Document passage —
__________
Judy runs her freelancing business from Peoria, Arizona. Her clientele comes from all over the world, and they're attracted by her quiet, but firm, insistence on the proper use of the English language.
She's not the kind of editor who takes your written copy and makes it her own. You could call Judy Vorfeld a ghost writer – but she prefers being an editor.
So, what is freelancing like for Judy? I don’t have a hearing disability when I’m using email, social media, online forums or my camera,” she says.
It only occurs when the phone rings or I’m with people. I have a captioned phone (which was free), but sometimes people speak too fast, so talking on the phone and trying to understand voice mail is often a challenge.
Judy struggles with in person group meetings and has moved from doing local volunteer service to online volunteering. She has increased this type of activity to nonprofits needing help with websites and social media accounts, which allows her to work around her hearing issues.
I love my work, which is mostly editing. I feel secure when in my office, and enjoy making online friends along the way, both of clients and others who love being creative.
I am a 'glass half full' kind of person, so I can honestly say I had much of my life with excellent hearing, and now I simply try to use my other faculties to better advantage. I’m blessed with great eyesight, health, family, friends, and clients.
When not tending to client projects, Judy Vorfeld is a board member for the Arizona Center for Disability Law. This organization serves as Arizona's federally-designated protection and advocacy system.
__________
Complete the following —
1) Translate this sentence from the profile of Judy Vorfeld into Spanish: "Judy runs her freelancing business from Peoria, Arizona."
2) Pull out the part of the profile of Judy Vorfeld that runs from "It only occurs" up to and including "love being creative.", with every word kept as it stands.
__________
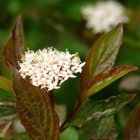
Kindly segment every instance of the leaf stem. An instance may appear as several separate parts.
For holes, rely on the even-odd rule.
[[[71,120],[71,118],[73,117],[73,115],[75,114],[75,112],[78,110],[78,108],[80,107],[82,102],[77,101],[75,102],[74,108],[72,110],[72,112],[68,115],[67,119],[63,122],[63,124],[60,127],[60,132],[64,131],[66,129],[66,125],[67,123]]]
[[[54,108],[54,90],[49,91],[48,95],[49,95],[50,103],[51,103],[52,107]]]

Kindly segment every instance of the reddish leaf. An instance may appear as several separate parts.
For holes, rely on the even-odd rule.
[[[128,72],[134,71],[136,69],[136,67],[132,66],[117,66],[107,72],[95,76],[89,82],[87,88],[83,92],[82,100],[88,98],[89,96],[108,86],[109,84],[124,76]]]
[[[15,68],[11,70],[17,112],[29,136],[34,140],[59,140],[58,116],[47,93],[22,79]]]
[[[24,35],[22,30],[22,18],[19,16],[12,30],[12,36],[4,47],[3,55],[7,65],[12,64],[18,68],[18,61],[21,59],[23,54]]]
[[[122,25],[119,24],[101,36],[89,50],[81,76],[81,91],[86,88],[93,76],[112,68],[122,43],[122,34]]]
[[[140,104],[128,119],[124,140],[140,140]]]
[[[0,76],[0,88],[13,93],[12,81],[3,76]]]

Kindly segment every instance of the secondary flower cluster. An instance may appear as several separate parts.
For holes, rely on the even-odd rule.
[[[125,8],[117,1],[101,1],[95,5],[88,5],[81,10],[83,18],[87,21],[87,28],[93,32],[107,32],[118,23],[127,23],[129,18],[125,15]]]
[[[34,86],[46,88],[48,91],[57,89],[69,77],[75,78],[74,73],[82,71],[82,63],[78,54],[58,51],[54,48],[28,50],[19,62],[20,74],[29,77]]]

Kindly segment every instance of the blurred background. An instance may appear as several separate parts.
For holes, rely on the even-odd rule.
[[[23,16],[26,47],[32,50],[55,47],[78,52],[82,61],[95,40],[104,31],[96,32],[95,27],[87,26],[88,18],[82,12],[87,5],[96,5],[100,0],[0,0],[0,75],[11,78],[4,64],[2,51],[11,29],[19,14]],[[106,1],[102,1],[106,2]],[[117,1],[129,19],[124,23],[123,44],[118,54],[116,65],[125,64],[140,67],[140,0]],[[114,12],[117,12],[117,10]],[[113,13],[112,13],[113,14]],[[101,22],[104,22],[101,21]],[[94,26],[94,25],[93,25]],[[111,25],[113,26],[113,25]],[[79,79],[69,79],[55,91],[57,104],[66,105],[67,113],[73,107],[79,94]],[[136,93],[136,98],[120,113],[116,114],[118,131],[122,136],[126,120],[133,108],[140,101],[140,70],[132,72],[95,94],[92,98],[104,99],[112,95]],[[14,100],[12,95],[0,90],[0,100]],[[13,113],[11,111],[10,113]],[[6,112],[7,113],[7,112]],[[9,112],[8,112],[9,113]],[[1,117],[1,115],[0,115]]]

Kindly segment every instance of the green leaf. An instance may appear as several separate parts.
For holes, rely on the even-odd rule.
[[[115,140],[117,137],[114,117],[95,119],[79,131],[79,140]]]
[[[9,92],[13,92],[12,81],[3,77],[3,76],[0,76],[0,88],[4,89],[4,90],[7,90]]]
[[[68,127],[60,134],[60,140],[78,140],[78,132],[73,127]]]
[[[136,106],[126,124],[124,140],[140,139],[140,104]]]
[[[70,121],[70,125],[81,127],[93,119],[104,118],[113,115],[123,106],[130,102],[135,95],[118,95],[112,96],[106,100],[93,101],[87,99],[81,104],[77,112]]]
[[[59,140],[59,120],[46,92],[22,79],[13,72],[13,90],[21,123],[31,139]]]
[[[0,120],[13,119],[17,116],[15,102],[0,101]]]
[[[86,88],[93,76],[112,68],[122,43],[122,34],[122,25],[119,24],[101,36],[89,50],[81,77],[81,91]]]
[[[24,35],[22,29],[22,18],[18,16],[16,24],[12,30],[12,36],[4,47],[3,55],[6,64],[19,67],[18,61],[24,54]]]
[[[130,71],[136,70],[136,67],[133,66],[117,66],[112,68],[109,71],[101,73],[95,76],[88,84],[87,88],[85,89],[81,99],[84,100],[89,96],[95,94],[96,92],[100,91],[104,87],[108,86],[115,80],[121,78],[125,74]]]
[[[12,121],[7,121],[0,125],[0,137],[5,137]]]

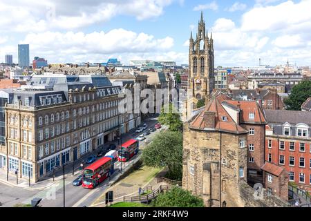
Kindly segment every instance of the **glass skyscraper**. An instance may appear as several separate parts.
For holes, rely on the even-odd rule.
[[[12,65],[13,64],[13,55],[6,55],[4,56],[5,63],[9,65]]]
[[[29,44],[19,44],[19,66],[28,68],[29,66]]]

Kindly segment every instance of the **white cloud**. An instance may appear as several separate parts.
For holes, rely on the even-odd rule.
[[[124,29],[108,32],[45,32],[26,35],[21,44],[29,44],[31,54],[40,55],[53,62],[96,60],[102,61],[112,55],[165,54],[170,51],[174,41],[170,37],[156,39],[143,32]],[[124,55],[126,56],[126,55]]]
[[[299,25],[311,29],[310,8],[311,0],[256,6],[243,15],[241,28],[245,31],[290,31]]]
[[[277,47],[286,48],[305,46],[307,42],[304,41],[299,35],[294,35],[279,37],[273,41],[272,44]]]
[[[204,5],[198,5],[194,8],[194,11],[200,11],[206,9],[210,9],[212,10],[217,10],[218,9],[218,5],[217,3],[214,1],[211,3],[204,4]]]
[[[185,43],[182,44],[182,46],[184,47],[189,47],[190,45],[190,43],[189,42],[189,40],[187,40],[185,41]]]
[[[218,19],[212,28],[213,32],[224,32],[234,29],[236,27],[234,22],[231,19],[225,18]]]
[[[243,11],[246,9],[247,6],[240,2],[235,2],[230,8],[227,8],[227,10],[231,12],[235,12],[235,11]]]
[[[104,22],[122,15],[138,20],[156,18],[164,8],[180,0],[1,0],[0,30],[44,32],[75,29]]]

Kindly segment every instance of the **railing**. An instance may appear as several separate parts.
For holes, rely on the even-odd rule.
[[[299,199],[303,199],[305,200],[307,204],[311,204],[310,197],[308,195],[305,191],[297,187],[293,187],[289,185],[288,193],[289,195],[291,196],[292,198],[294,198],[294,196],[296,195],[296,197],[298,197]]]
[[[157,179],[157,183],[159,183],[161,182],[164,182],[167,184],[173,185],[173,186],[176,186],[176,185],[178,185],[180,186],[182,186],[182,182],[180,180],[172,180],[165,178],[164,177],[160,177],[160,178]]]
[[[169,186],[167,185],[161,185],[160,187],[153,191],[152,193],[147,194],[147,195],[140,195],[137,196],[124,196],[123,197],[124,202],[148,202],[151,200],[153,200],[157,198],[157,196],[160,193],[165,191],[169,190]]]

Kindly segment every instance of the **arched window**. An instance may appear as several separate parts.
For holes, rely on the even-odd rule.
[[[39,117],[39,125],[42,125],[42,117]]]
[[[205,60],[204,60],[204,57],[201,57],[200,59],[200,70],[201,70],[201,74],[204,73],[204,69],[205,68]]]
[[[200,41],[200,50],[204,50],[204,41]]]
[[[194,73],[198,72],[198,59],[196,57],[194,58]]]

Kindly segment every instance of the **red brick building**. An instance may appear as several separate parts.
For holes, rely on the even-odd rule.
[[[288,172],[283,167],[270,162],[265,162],[262,169],[267,193],[288,200]]]
[[[25,85],[25,81],[19,81],[18,79],[0,79],[0,89],[19,88],[21,85]]]
[[[311,192],[311,113],[265,110],[265,160],[288,172],[288,180]]]
[[[251,185],[263,183],[261,167],[265,163],[265,133],[267,124],[263,112],[255,101],[227,100],[226,103],[241,110],[240,124],[248,131],[247,182]]]

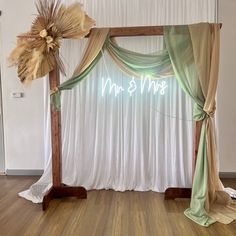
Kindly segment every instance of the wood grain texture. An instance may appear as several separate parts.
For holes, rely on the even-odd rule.
[[[165,200],[174,200],[176,198],[191,198],[191,188],[167,188],[165,191]]]
[[[236,221],[201,227],[183,214],[189,199],[156,192],[93,190],[87,200],[55,199],[43,212],[17,196],[36,177],[0,176],[1,236],[235,236]],[[236,188],[235,179],[223,181]]]

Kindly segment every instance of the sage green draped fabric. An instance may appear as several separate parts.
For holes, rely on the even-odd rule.
[[[142,54],[119,47],[109,39],[109,29],[93,29],[82,61],[75,69],[71,79],[55,88],[51,94],[51,103],[60,110],[60,94],[62,90],[75,87],[94,68],[108,50],[116,65],[126,74],[145,79],[167,78],[174,75],[167,50],[153,54]]]
[[[219,24],[164,27],[165,49],[141,54],[121,48],[109,39],[109,29],[93,29],[84,57],[71,79],[55,88],[51,101],[60,109],[60,93],[72,89],[94,68],[103,50],[125,73],[135,77],[158,79],[176,76],[179,85],[194,101],[193,117],[202,122],[190,208],[185,215],[202,226],[216,220],[230,223],[236,208],[223,191],[214,143],[212,117],[219,67]]]
[[[125,73],[136,78],[159,79],[173,77],[169,53],[166,49],[142,54],[121,48],[110,39],[107,47],[114,63]]]
[[[173,69],[179,85],[195,102],[193,117],[195,120],[203,120],[196,170],[194,175],[192,198],[190,208],[185,214],[198,224],[207,226],[213,223],[205,211],[207,198],[207,157],[205,141],[205,118],[203,111],[204,96],[198,80],[198,73],[194,61],[193,47],[188,26],[165,27],[164,40],[170,54]]]
[[[185,215],[202,226],[230,223],[236,209],[219,179],[213,115],[219,67],[219,24],[167,26],[164,41],[175,76],[194,100],[193,117],[202,121],[190,208]],[[219,211],[219,214],[216,212]]]
[[[75,68],[72,78],[54,88],[51,93],[51,104],[54,109],[60,110],[61,108],[61,91],[75,87],[98,63],[102,56],[102,50],[107,47],[108,35],[108,28],[94,28],[91,30],[84,56],[80,64]]]

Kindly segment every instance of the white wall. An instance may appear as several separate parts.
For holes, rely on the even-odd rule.
[[[9,68],[7,56],[16,36],[26,32],[36,13],[32,0],[1,0],[1,69],[6,169],[43,168],[43,81],[28,88],[18,80],[16,68]],[[11,98],[24,92],[23,98]]]
[[[220,171],[236,172],[236,1],[219,0],[221,29],[218,87]]]
[[[92,1],[83,1],[92,4]],[[128,0],[127,0],[128,2]],[[220,123],[220,170],[236,171],[236,22],[235,0],[219,0],[221,30],[221,64],[218,92]],[[25,88],[18,81],[16,69],[8,68],[6,58],[14,48],[17,34],[25,32],[36,13],[33,0],[0,0],[1,69],[5,158],[7,169],[43,168],[43,81],[34,81]],[[89,12],[90,14],[90,12]],[[137,24],[137,23],[136,23]],[[232,45],[232,47],[230,46]],[[13,99],[11,92],[24,92],[24,98]]]

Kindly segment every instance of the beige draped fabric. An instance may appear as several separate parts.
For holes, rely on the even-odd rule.
[[[72,77],[76,77],[85,71],[92,61],[97,57],[102,50],[104,42],[109,34],[109,28],[93,28],[89,35],[89,41],[86,46],[85,53],[80,64],[75,68]]]
[[[210,27],[210,30],[209,28]],[[204,111],[207,113],[206,142],[208,158],[208,198],[205,208],[216,221],[228,224],[236,219],[236,205],[223,191],[216,165],[216,144],[212,117],[215,113],[216,88],[219,68],[220,24],[190,25],[194,60],[198,78],[205,97]]]

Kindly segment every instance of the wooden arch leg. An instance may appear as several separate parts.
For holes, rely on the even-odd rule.
[[[49,73],[50,89],[59,85],[59,71]],[[54,198],[77,197],[87,198],[87,191],[83,187],[66,186],[61,182],[61,113],[51,107],[51,134],[52,134],[52,187],[43,198],[43,210],[46,210]]]

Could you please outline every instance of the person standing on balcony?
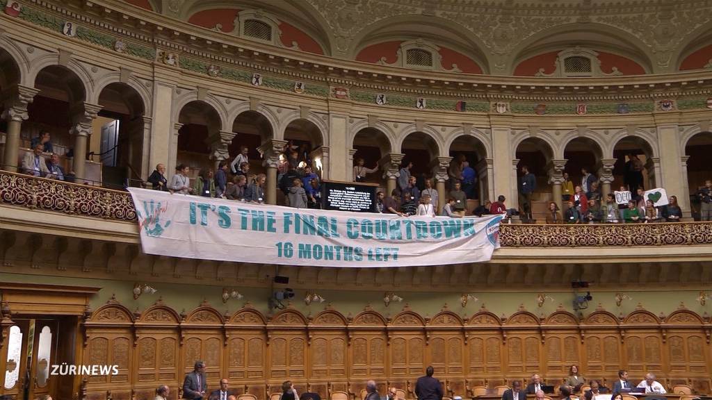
__________
Results of the exercise —
1) Judy dirige su negocio como trabajadora independiente desde Peoria, Arizona.

2)
It only occurs when the phone rings or I’m with people. I have a captioned phone (which was free), but sometimes people speak too fast, so talking on the phone and trying to understand voice mail is often a challenge.
Judy struggles with in person group meetings and has moved from doing local volunteer service to online volunteering. She has increased this type of activity to nonprofits needing help with websites and social media accounts, which allows her to work around her hearing issues.
I love my work, which is mostly editing. I feel secure when in my office, and enjoy making online friends along the way, both of clients and others who love being creative.